### STATED EXERCISE
Repeat all entries exactly.

### PROVIDED DATA
┄┄┄┄┄┄┄┄┄┄┄┄┄┄┄┄┄┄┄┄

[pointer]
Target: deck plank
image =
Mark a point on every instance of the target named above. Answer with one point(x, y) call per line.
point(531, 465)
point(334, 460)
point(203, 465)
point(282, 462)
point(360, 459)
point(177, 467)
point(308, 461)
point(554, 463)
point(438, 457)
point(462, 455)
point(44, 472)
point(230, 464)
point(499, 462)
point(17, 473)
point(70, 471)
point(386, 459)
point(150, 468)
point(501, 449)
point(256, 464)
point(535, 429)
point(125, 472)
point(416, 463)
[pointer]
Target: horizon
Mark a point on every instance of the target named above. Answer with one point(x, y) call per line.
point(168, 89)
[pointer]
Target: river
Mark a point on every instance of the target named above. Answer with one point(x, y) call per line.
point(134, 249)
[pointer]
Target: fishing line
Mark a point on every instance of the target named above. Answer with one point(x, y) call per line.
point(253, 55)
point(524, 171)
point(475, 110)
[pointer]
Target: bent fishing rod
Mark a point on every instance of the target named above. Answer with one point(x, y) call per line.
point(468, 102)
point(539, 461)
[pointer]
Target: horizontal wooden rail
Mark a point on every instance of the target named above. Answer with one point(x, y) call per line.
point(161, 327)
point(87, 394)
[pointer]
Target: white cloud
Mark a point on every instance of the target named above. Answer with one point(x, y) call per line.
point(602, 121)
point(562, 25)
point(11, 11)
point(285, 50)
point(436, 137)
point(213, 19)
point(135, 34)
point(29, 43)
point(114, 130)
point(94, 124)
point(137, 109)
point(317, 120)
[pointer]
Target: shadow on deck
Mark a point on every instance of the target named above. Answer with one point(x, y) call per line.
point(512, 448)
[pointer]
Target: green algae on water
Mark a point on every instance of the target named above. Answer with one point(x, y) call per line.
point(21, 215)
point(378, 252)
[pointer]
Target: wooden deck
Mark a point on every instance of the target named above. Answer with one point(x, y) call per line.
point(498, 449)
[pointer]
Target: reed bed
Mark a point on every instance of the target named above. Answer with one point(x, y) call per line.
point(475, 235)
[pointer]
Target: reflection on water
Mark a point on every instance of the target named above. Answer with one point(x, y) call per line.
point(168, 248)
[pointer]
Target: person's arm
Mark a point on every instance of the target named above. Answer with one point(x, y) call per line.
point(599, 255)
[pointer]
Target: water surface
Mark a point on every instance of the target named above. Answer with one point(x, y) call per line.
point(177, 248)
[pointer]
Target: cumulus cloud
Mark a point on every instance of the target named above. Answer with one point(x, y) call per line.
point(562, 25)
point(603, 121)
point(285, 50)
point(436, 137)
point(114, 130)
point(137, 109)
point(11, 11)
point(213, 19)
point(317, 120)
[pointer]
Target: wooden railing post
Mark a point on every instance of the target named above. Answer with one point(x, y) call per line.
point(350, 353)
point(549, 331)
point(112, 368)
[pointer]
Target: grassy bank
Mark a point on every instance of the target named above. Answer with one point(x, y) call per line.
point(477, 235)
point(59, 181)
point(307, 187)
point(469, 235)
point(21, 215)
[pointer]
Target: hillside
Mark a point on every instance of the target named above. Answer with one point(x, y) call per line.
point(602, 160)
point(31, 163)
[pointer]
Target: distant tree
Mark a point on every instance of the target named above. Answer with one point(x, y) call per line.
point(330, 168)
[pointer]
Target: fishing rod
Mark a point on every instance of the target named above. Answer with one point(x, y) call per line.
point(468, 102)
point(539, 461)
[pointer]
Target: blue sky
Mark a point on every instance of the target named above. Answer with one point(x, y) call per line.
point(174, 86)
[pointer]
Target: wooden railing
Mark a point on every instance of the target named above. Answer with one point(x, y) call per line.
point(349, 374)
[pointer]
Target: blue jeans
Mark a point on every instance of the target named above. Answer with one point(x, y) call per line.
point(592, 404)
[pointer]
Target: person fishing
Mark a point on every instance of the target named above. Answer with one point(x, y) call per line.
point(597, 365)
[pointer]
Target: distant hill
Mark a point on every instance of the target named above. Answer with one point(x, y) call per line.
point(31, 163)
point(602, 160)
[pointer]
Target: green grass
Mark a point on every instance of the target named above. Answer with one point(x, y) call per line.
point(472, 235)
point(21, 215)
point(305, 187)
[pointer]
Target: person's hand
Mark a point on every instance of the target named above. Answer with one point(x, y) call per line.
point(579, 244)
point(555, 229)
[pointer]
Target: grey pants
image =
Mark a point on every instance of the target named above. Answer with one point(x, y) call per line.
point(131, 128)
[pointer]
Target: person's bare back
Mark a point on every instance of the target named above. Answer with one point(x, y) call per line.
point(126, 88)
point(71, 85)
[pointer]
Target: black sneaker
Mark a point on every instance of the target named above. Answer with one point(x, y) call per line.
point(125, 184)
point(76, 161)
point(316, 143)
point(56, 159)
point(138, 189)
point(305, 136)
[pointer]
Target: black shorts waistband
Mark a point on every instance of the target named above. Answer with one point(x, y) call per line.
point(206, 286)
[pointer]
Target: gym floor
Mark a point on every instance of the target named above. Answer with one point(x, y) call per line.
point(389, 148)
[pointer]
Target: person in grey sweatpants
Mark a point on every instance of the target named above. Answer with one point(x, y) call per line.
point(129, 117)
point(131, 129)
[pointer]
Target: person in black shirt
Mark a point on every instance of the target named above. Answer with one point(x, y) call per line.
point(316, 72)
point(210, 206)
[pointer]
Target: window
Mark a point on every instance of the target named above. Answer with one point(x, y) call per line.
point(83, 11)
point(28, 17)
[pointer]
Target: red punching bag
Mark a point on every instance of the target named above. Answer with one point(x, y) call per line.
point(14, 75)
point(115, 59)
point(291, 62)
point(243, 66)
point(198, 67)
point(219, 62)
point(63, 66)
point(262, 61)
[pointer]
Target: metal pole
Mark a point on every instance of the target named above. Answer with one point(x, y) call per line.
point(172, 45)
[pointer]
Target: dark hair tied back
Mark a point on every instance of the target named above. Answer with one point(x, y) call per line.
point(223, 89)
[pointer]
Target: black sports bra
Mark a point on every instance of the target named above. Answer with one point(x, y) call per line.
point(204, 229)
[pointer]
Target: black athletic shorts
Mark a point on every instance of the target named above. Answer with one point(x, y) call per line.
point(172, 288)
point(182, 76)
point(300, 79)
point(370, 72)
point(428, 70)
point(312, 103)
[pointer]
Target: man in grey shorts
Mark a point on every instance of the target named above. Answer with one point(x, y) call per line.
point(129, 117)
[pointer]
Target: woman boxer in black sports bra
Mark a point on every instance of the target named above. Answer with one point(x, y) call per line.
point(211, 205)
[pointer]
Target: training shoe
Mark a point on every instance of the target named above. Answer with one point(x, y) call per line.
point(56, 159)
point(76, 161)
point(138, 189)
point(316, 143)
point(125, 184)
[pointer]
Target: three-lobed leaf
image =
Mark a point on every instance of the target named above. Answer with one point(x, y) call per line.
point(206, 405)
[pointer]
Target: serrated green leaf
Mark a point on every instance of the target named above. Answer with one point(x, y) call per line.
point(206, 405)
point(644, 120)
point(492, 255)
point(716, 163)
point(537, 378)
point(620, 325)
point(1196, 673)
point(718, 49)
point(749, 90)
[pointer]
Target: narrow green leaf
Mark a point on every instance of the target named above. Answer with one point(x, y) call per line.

┄┄┄┄┄┄┄┄┄┄┄┄┄┄┄┄┄┄┄┄

### THE RESULT
[pointer]
Target: deck plank
image =
Mark a point on every instance of the target named above. Answer with one point(x, y) call per line.
point(531, 465)
point(334, 460)
point(203, 465)
point(282, 462)
point(360, 459)
point(177, 467)
point(308, 461)
point(554, 463)
point(438, 457)
point(462, 455)
point(44, 472)
point(230, 464)
point(499, 462)
point(17, 473)
point(70, 471)
point(386, 459)
point(150, 468)
point(501, 449)
point(256, 464)
point(535, 429)
point(125, 472)
point(416, 463)
[pointer]
Target: horizon
Mark a point on every instance of the target named above. Answer with one point(x, y) call per line.
point(168, 89)
[pointer]
Target: river
Mark a point on every instance of the target named above. Answer with one point(x, y) call per line.
point(134, 249)
[pointer]
Target: fishing line
Mark a point on every instance of the target named above. Answer with one point(x, y) call per line.
point(253, 55)
point(524, 171)
point(475, 110)
[pointer]
Target: bent fishing rod
Mark a point on every instance of the target named above. Answer with one point(x, y) call per line.
point(468, 102)
point(539, 461)
[pointer]
Target: horizontal wooden rail
Mark a point on every instance of the target named above. Answer with one point(x, y) call per line.
point(161, 327)
point(87, 394)
[pointer]
Target: white cloud
Mark a point on every instance of the target named above. Answer with one point(x, y) call per line.
point(602, 121)
point(562, 25)
point(11, 11)
point(285, 50)
point(436, 137)
point(213, 19)
point(135, 34)
point(29, 43)
point(114, 130)
point(94, 124)
point(137, 109)
point(317, 120)
[pointer]
Target: shadow on deck
Mark a point on every instance of the target named above. Answer with one point(x, y) call per line.
point(512, 448)
[pointer]
Target: green algae on water
Mark a point on every instance of the target named above. Answer with one point(x, y) call per line.
point(21, 215)
point(378, 252)
[pointer]
Target: wooden deck
Mark a point on every instance of the target named above. Answer with one point(x, y) call per line.
point(498, 449)
[pointer]
Target: reed bed
Mark a point on every instance of the target named above. Answer with one point(x, y) call per line.
point(475, 235)
[pointer]
Target: reflection on water
Mark a point on every instance of the target named above. Answer with one point(x, y) call per line.
point(168, 248)
[pointer]
Target: person's arm
Mark a point on every instance of the target named above. Answer with one point(x, y) call per line.
point(599, 255)
[pointer]
Target: water surface
Mark a point on every instance of the target named above. Answer with one point(x, y) call per line.
point(177, 248)
[pointer]
Target: cumulus cloud
Mark a point on every instance of the target named above. Answer with one point(x, y) call per line.
point(562, 25)
point(603, 121)
point(285, 50)
point(436, 137)
point(114, 130)
point(137, 109)
point(11, 11)
point(213, 19)
point(317, 120)
[pointer]
Target: wooden railing post
Mark a point on every instance of the target named above. Answer with one point(x, y) call per line.
point(350, 353)
point(549, 331)
point(112, 368)
[pointer]
Target: grassy bank
Mark a point on every instance of the target named above. Answer with one point(x, y) call per line.
point(477, 235)
point(59, 181)
point(307, 187)
point(469, 235)
point(21, 215)
[pointer]
Target: hillside
Mark a point on every instance of the target named above. Answer with one point(x, y) call per line.
point(602, 160)
point(31, 163)
[pointer]
Target: distant tree
Mark a point on every instance of the target named above. Answer with one point(x, y) call per line.
point(330, 168)
[pointer]
Target: fishing rod
Mark a point on every instance of the target named above. Answer with one point(x, y) call per line.
point(468, 102)
point(539, 461)
[pointer]
Target: blue sky
Mark a point on every instance of the target named above. Answer with one point(x, y) call per line.
point(174, 86)
[pointer]
Target: wooden railing
Mark a point on every instance of the target named above. Answer with one point(x, y) call per line.
point(349, 374)
[pointer]
Target: blue jeans
Mark a point on every instance of the target named above. Answer with one point(x, y) call per line.
point(592, 404)
[pointer]
Target: person fishing
Mark a point on every instance of the target named above. Answer with one point(x, y) call per line.
point(597, 365)
[pointer]
Target: distant hill
Mark a point on every instance of the target named above. Answer with one point(x, y) call per line.
point(31, 163)
point(602, 160)
[pointer]
Target: green grass
Mark a point on every instance of the target named above. Answer with one point(x, y) call per line.
point(472, 235)
point(21, 215)
point(305, 187)
[pointer]
Target: person's hand
Mark a point on every instance of the target named above. Answer with one point(x, y) call per line.
point(579, 244)
point(555, 229)
[pointer]
Target: grey pants
image =
Mark a point on every instance of the target named above. Answer with one point(x, y) call per line.
point(131, 128)
[pointer]
Target: person's bare back
Mark a point on every instance of the target named above. Answer with one point(x, y) call per line.
point(126, 88)
point(71, 85)
[pointer]
Target: black sneaker
Mark a point on every instance of the target named above. Answer with one point(x, y) call per line.
point(125, 184)
point(76, 161)
point(316, 143)
point(56, 159)
point(138, 189)
point(305, 136)
[pointer]
Target: black shorts waistband
Mark a point on every instance of the target named above. Answer with one point(x, y) call per line.
point(206, 286)
[pointer]
Target: gym floor
Mark a point on every instance of the target named above. Answer with one point(x, y) call per line.
point(389, 148)
[pointer]
Target: person in grey sweatpants
Mark a point on every instance of the target named above. Answer with one point(x, y) call per line.
point(129, 117)
point(131, 129)
[pointer]
Target: person in black shirt
Mark a point on every instance of the target named above. Answer with one point(x, y) call per line.
point(316, 72)
point(210, 206)
[pointer]
Target: window
Mark a point on every instance of the target named above. Answer with one point(x, y) call per line.
point(83, 11)
point(28, 17)
[pointer]
Target: red punching bag
Mark a point on every instance of the target named above. Answer with one point(x, y) call per line.
point(14, 75)
point(115, 59)
point(291, 62)
point(243, 66)
point(198, 67)
point(219, 62)
point(63, 66)
point(262, 61)
[pointer]
Target: metal pole
Mark a point on every instance of the target named above. Answer with one point(x, y) call per line.
point(172, 45)
[pointer]
Target: dark hair tied back
Mark a point on every instance of the target named above. Answer with one point(x, y) call per line.
point(223, 89)
[pointer]
Target: black sports bra
Mark a point on every instance of the target named above. Answer with one point(x, y) call per line.
point(204, 229)
[pointer]
Target: black athletic shorts
Mark a point on every instance of the target named above. Answer with one point(x, y) call per line.
point(172, 288)
point(182, 76)
point(300, 79)
point(370, 72)
point(428, 70)
point(312, 103)
[pointer]
Target: man in grey shorts
Mark a point on every instance of the target named above. Answer with one point(x, y) call per line.
point(129, 117)
[pointer]
Target: woman boxer in black sports bra
Mark a point on every instance of the target named above. Answer with one point(x, y) call per line.
point(211, 205)
[pointer]
Target: training shoe
Mark a point on every instance of the target named above. Answer with one point(x, y) call per line.
point(56, 159)
point(76, 161)
point(138, 189)
point(316, 143)
point(125, 184)
[pointer]
Target: three-lobed leaf
image =
Mark a point on every instance of the target named above. Answer with one point(x, y) call per line.
point(206, 405)
[pointer]
Target: serrated green leaf
Mark a point on every instance of the target named above. Answer with one point(x, y) call per line.
point(206, 405)
point(644, 120)
point(492, 255)
point(716, 163)
point(537, 378)
point(620, 325)
point(1196, 673)
point(718, 49)
point(749, 90)
[pointer]
Target: narrow green leaf
Mark a point on every instance of the target named above. Answer with one point(x, y) call per line.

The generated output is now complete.